ACTIVITY:
This exercise calls for the line with "Would you point at the red plastic", the line with "point(273, 59)", and all lines between them in the material below, output exactly and with no other lines.

DATA RECORDS:

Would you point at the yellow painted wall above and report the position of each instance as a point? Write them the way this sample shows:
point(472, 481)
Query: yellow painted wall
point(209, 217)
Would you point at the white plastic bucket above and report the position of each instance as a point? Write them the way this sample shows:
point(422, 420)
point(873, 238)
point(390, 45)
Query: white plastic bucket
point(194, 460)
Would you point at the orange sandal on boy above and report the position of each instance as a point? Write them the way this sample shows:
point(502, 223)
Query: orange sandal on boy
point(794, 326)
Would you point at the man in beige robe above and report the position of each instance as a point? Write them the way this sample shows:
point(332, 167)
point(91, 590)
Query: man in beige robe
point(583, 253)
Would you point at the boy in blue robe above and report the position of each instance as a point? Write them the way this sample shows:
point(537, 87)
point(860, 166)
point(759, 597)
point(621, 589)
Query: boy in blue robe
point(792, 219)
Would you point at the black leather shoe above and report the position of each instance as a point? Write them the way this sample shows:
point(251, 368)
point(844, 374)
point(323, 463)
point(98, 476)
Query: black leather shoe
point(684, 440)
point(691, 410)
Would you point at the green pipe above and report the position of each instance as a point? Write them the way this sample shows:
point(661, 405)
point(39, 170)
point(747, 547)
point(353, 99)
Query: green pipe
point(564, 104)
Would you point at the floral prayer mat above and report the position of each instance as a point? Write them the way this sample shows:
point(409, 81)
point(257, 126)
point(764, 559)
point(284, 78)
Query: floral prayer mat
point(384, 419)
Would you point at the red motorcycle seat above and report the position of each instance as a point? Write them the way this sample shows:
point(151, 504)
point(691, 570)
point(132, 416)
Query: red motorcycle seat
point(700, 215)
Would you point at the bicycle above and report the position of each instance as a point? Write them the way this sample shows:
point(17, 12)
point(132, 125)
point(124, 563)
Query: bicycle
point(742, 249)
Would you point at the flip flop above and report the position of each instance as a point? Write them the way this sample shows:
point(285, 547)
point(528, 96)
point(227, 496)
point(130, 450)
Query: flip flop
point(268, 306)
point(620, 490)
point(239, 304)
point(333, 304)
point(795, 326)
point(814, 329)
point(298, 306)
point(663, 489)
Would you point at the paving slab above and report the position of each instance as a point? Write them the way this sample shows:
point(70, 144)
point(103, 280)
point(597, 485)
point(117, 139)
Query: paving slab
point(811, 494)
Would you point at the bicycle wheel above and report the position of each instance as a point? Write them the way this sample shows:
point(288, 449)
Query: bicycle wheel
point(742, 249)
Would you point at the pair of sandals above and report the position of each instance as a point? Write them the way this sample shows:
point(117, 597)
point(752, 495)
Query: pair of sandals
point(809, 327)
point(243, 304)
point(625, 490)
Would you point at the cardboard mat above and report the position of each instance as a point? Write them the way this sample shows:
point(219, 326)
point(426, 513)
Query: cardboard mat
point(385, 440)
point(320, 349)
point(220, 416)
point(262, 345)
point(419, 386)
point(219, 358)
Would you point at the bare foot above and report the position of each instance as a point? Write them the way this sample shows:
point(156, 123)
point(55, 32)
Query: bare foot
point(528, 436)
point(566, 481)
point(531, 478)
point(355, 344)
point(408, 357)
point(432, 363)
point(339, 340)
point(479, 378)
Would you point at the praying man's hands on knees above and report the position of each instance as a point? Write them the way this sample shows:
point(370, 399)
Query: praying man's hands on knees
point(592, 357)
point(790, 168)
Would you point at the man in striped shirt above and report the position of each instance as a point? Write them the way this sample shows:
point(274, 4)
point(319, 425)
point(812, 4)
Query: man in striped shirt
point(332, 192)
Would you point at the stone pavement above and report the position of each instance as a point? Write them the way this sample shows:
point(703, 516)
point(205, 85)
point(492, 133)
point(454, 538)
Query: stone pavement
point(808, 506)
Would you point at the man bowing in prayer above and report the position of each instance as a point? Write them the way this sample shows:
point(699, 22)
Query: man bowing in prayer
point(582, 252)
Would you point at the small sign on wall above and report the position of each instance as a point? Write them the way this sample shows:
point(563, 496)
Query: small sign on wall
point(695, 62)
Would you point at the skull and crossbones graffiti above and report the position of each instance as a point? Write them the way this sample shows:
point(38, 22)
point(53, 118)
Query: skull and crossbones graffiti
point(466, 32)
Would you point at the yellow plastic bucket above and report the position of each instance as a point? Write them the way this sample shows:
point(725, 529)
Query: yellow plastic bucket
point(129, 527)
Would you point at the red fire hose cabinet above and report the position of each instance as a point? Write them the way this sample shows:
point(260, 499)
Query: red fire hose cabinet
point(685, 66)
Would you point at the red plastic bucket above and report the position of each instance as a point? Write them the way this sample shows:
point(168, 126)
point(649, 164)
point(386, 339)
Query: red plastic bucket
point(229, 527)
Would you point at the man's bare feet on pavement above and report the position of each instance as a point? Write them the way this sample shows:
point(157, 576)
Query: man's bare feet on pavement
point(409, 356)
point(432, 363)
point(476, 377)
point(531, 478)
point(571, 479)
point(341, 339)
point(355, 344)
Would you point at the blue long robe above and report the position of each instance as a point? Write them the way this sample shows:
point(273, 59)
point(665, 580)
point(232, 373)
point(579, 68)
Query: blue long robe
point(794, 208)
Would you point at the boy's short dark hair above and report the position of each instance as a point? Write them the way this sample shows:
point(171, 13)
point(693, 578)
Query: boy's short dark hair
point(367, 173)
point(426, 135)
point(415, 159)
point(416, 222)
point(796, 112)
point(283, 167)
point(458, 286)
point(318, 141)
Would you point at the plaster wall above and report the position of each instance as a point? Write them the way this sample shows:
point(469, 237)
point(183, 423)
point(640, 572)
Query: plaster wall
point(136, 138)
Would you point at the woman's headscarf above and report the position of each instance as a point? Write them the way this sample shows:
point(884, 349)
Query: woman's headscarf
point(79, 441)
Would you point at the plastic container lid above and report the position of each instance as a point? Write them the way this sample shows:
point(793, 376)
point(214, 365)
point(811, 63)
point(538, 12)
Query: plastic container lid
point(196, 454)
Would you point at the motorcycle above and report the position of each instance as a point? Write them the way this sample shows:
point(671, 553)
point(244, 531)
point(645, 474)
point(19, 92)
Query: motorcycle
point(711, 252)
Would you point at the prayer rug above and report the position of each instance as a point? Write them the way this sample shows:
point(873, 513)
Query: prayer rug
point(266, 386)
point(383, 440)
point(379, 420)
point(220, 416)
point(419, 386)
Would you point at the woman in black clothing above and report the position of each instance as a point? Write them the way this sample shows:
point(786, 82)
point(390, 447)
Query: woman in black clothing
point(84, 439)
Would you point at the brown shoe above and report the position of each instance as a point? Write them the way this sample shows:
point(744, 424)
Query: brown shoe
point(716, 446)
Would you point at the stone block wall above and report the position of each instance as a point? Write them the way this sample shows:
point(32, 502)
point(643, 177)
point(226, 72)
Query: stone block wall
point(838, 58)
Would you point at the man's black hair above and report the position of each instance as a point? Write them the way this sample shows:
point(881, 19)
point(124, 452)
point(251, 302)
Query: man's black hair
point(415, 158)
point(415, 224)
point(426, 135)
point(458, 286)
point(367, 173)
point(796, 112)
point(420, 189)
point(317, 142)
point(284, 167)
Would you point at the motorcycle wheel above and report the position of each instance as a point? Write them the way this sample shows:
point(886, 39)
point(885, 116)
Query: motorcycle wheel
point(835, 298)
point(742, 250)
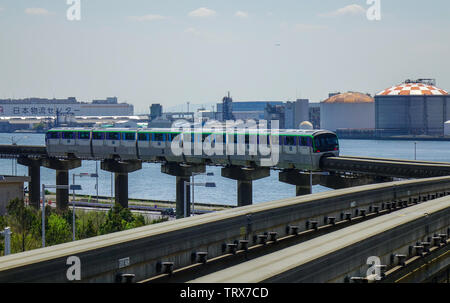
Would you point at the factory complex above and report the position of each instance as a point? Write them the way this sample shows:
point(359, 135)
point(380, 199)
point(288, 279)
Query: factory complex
point(411, 109)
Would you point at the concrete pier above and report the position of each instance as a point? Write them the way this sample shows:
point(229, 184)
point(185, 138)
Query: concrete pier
point(183, 174)
point(34, 186)
point(245, 177)
point(62, 168)
point(121, 169)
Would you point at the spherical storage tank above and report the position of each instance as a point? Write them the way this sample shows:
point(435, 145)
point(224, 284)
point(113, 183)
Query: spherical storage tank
point(415, 107)
point(351, 110)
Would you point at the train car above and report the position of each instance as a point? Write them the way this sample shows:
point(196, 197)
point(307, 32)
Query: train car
point(300, 149)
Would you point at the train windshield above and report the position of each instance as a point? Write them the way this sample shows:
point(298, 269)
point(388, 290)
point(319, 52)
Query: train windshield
point(326, 142)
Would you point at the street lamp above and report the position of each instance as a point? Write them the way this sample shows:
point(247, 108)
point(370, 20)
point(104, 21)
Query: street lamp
point(43, 206)
point(77, 187)
point(205, 184)
point(193, 175)
point(7, 233)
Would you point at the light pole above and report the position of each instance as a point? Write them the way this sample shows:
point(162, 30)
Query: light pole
point(193, 182)
point(7, 233)
point(77, 187)
point(415, 150)
point(43, 205)
point(205, 184)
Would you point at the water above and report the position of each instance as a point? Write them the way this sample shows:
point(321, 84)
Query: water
point(150, 183)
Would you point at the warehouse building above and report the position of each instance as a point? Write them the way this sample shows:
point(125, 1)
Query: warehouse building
point(415, 107)
point(41, 107)
point(350, 110)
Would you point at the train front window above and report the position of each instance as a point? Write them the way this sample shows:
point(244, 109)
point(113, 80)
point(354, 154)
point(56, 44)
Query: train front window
point(84, 135)
point(129, 136)
point(142, 137)
point(97, 136)
point(326, 142)
point(52, 135)
point(113, 136)
point(68, 135)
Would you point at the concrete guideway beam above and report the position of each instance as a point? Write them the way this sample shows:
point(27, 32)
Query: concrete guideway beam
point(245, 177)
point(121, 169)
point(338, 181)
point(62, 168)
point(182, 173)
point(34, 186)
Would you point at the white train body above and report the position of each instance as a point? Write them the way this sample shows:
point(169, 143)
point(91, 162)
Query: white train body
point(300, 149)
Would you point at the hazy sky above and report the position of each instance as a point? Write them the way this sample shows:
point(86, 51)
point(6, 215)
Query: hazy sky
point(175, 51)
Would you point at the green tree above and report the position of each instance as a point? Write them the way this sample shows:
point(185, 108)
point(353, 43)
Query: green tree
point(120, 218)
point(57, 230)
point(22, 219)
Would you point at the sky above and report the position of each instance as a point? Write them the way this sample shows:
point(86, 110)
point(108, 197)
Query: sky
point(171, 52)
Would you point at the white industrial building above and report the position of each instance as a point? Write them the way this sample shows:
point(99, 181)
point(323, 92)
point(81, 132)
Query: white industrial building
point(350, 110)
point(34, 107)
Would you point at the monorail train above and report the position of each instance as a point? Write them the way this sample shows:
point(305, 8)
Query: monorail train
point(300, 149)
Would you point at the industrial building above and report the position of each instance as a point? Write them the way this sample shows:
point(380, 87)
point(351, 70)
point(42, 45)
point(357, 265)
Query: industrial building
point(289, 114)
point(350, 110)
point(415, 107)
point(40, 107)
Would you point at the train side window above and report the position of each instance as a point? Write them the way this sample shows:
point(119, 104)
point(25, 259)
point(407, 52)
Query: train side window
point(84, 135)
point(175, 135)
point(98, 136)
point(129, 136)
point(247, 139)
point(112, 136)
point(53, 135)
point(157, 137)
point(142, 137)
point(68, 135)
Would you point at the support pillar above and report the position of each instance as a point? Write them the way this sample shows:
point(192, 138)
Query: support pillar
point(301, 181)
point(121, 169)
point(62, 168)
point(183, 174)
point(34, 186)
point(245, 177)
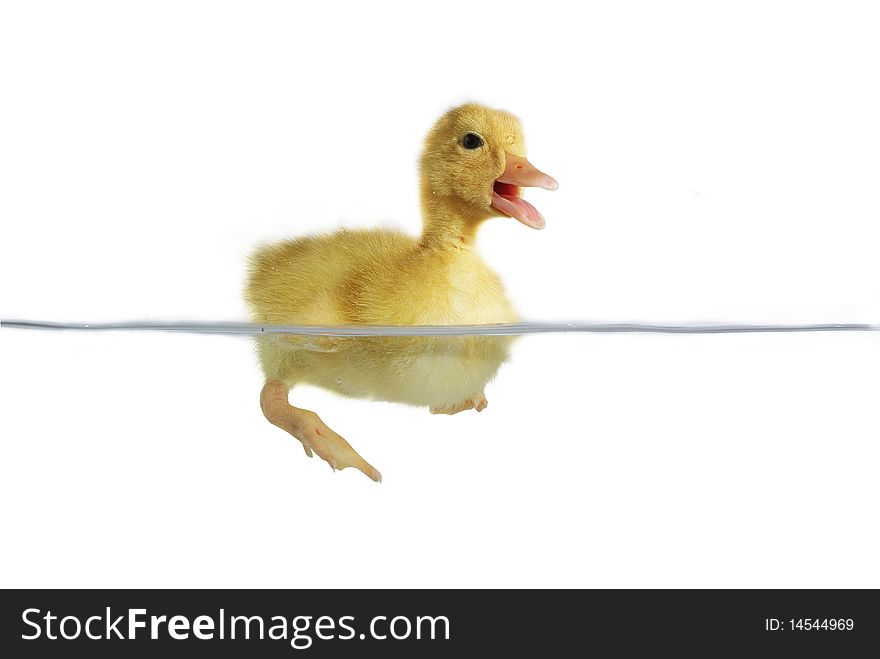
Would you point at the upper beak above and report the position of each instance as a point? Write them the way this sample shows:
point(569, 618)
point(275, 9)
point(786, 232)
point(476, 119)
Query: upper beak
point(520, 173)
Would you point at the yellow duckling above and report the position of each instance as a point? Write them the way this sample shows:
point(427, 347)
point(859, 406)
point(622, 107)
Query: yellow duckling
point(473, 167)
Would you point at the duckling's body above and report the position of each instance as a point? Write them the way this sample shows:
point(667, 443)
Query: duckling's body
point(472, 166)
point(380, 278)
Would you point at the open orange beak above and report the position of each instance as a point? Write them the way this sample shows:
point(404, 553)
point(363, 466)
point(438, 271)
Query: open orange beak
point(519, 173)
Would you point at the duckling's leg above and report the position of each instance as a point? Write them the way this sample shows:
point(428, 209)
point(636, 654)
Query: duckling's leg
point(308, 428)
point(477, 402)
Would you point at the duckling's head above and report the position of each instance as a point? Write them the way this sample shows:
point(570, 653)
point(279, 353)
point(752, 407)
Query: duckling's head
point(474, 167)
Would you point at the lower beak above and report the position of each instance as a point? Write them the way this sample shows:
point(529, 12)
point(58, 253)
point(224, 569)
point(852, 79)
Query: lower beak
point(506, 193)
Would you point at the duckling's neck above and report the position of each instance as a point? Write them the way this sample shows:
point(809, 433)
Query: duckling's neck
point(449, 223)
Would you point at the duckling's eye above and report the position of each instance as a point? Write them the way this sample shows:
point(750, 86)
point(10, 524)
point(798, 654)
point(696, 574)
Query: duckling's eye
point(471, 141)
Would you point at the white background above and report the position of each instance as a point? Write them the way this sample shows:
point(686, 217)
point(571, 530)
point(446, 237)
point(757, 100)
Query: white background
point(716, 163)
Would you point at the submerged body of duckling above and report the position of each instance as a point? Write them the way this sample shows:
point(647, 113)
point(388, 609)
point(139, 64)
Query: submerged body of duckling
point(473, 167)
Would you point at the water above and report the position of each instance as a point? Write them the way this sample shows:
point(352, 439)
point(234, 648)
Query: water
point(500, 329)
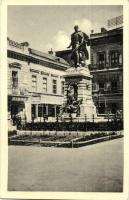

EXPECTED OUTPUT:
Would you point at the red plastic bucket above and report the position of each instance as a point? Write them the way this sample shows:
point(168, 126)
point(649, 164)
point(386, 339)
Query: red plastic bucket
point(229, 527)
Would you point at the man's bare feet on pavement above and report the position of each instance as a point? Write them the way this sample shows:
point(157, 576)
Query: man's bare feet on pavement
point(409, 356)
point(432, 363)
point(476, 377)
point(531, 478)
point(571, 479)
point(341, 339)
point(355, 344)
Would you point at the blue long robe above and report the position of each instance as a point? Write them the way this sample shows:
point(273, 59)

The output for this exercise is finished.